— SHORT EXERCISE —
Write out the lines below word for word, leaving out the pictures.

— DATA SHOWN —
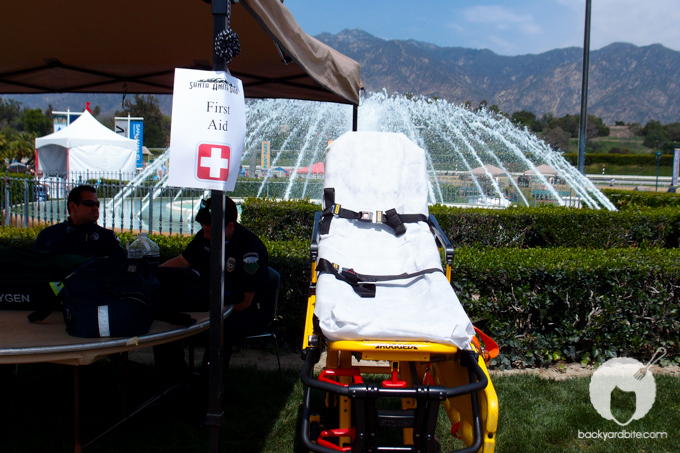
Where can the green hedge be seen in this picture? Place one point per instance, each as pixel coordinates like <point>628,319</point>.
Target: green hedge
<point>559,227</point>
<point>543,305</point>
<point>540,304</point>
<point>621,159</point>
<point>627,199</point>
<point>517,227</point>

— CORRECT RESULT —
Where can the green hedge be seen in this picture? Place one point per instance, each as pixel coordinates like <point>628,319</point>.
Target: green hedge
<point>559,227</point>
<point>543,305</point>
<point>540,304</point>
<point>621,159</point>
<point>627,199</point>
<point>517,227</point>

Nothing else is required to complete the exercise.